Selected extract =>

=======

Introduction: Prior research suggests genitourinary malignancies occur at a higher incidence in solid organ transplant (SOT) population compared to the general population but the incidence of prostate cancer is not increased. Most studies examining prostate cancer in the transplant population consist of small cohorts and are limited to renal transplant recipients. We aim to expand our knowledge of the characteristics and outcomes of de novo prostate cancer diagnosed in a large single-center SOT cohort.
Methods: The University of Minnesota SOT database was queried for recipients who subsequently developed prostate cancer from 1984-2019. Available records were reviewed for clinical characteristics and outcomes. Descriptive statistics, frequencies, and Kaplan Meier survival estimates were calculated.
Results: Approximately 10,888 SOTs were performed during this timeframe. Of these, 139 had diagnosis code of prostate malignancy, of which 71 had confirmed diagnosis and available records. These men were predominantly Caucasian (94.4%) with a mean age at first transplant of 54.4 (±10.3) years and mean age at cancer diagnosis of 64.5 (±7.2) years. The most common transplant types were kidney (43.7%), heart (28.2%), and liver (14.1%). Median PSA at diagnosis was 7.2 ng/mL (range 1.1-91.3). Grade group 1 disease (32.4%) was most common at initial diagnosis, followed by groups 2 (23.9%) and 5 (14.1%). The distribution of initial treatments were: prostatectomy (38%), hormonal therapy (22.5%), surveillance (14.1%), radiation (8.5%), brachytherapy (4.2%), and cryotherapy (4.2%). At last known follow up, 25 patients had died (35.2%) with mean age of death of 72.4 (±7.1) years, mean time from transplant to death of 12.5 (±6.5) years, and mean overall survival after initial cancer diagnosis of 11.0 (±23.1) years. Two (2.8%) patients died from prostate cancer. Overall survival estimates at 5 and 10 years from initial cancer diagnosis were 82.4% and 56.5%, respectively. Prostate cancer specific survival was 96.2% at 5 and 10 years.

=======

Tasks =>
1) According to the transplant prostate cancer abstract, what was the median PSA at diagnosis?
2) Print the part of the transplant prostate cancer abstract between "Introduction: Prior research" and "estimates were calculated.", inclusive.
3) For each statement, answer yes or no according to the transplant prostate cancer abstract, and quote the words that decide it. (a) Heart was the most common transplant type among these men. (b) The database query covered the years 1984 through 2019. (c) Two patients died from prostate cancer.

Dataset content =>
=======

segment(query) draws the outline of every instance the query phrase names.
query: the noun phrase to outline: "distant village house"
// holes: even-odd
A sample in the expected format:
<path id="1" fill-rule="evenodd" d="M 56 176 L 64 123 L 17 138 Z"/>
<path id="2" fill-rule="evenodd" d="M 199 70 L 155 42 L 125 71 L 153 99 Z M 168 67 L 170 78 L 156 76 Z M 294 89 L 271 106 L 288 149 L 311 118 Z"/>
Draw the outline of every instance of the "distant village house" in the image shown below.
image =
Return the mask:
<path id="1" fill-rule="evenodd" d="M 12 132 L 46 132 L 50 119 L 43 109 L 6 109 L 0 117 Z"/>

=======

Answer list =>
1) 7.2 ng/mL (range 1.1-91.3).

2)
Introduction: Prior research suggests genitourinary malignancies occur at a higher incidence in solid organ transplant (SOT) population compared to the general population but the incidence of prostate cancer is not increased. Most studies examining prostate cancer in the transplant population consist of small cohorts and are limited to renal transplant recipients. We aim to expand our knowledge of the characteristics and outcomes of de novo prostate cancer diagnosed in a large single-center SOT cohort.
Methods: The University of Minnesota SOT database was queried for recipients who subsequently developed prostate cancer from 1984-2019. Available records were reviewed for clinical characteristics and outcomes. Descriptive statistics, frequencies, and Kaplan Meier survival estimates were calculated.

3)
(a) No: "The most common transplant types were kidney (43.7%), heart (28.2%), and liver (14.1%)."
(b) Yes: "from 1984-2019"
(c) Yes: "Two (2.8%) patients died from prostate cancer."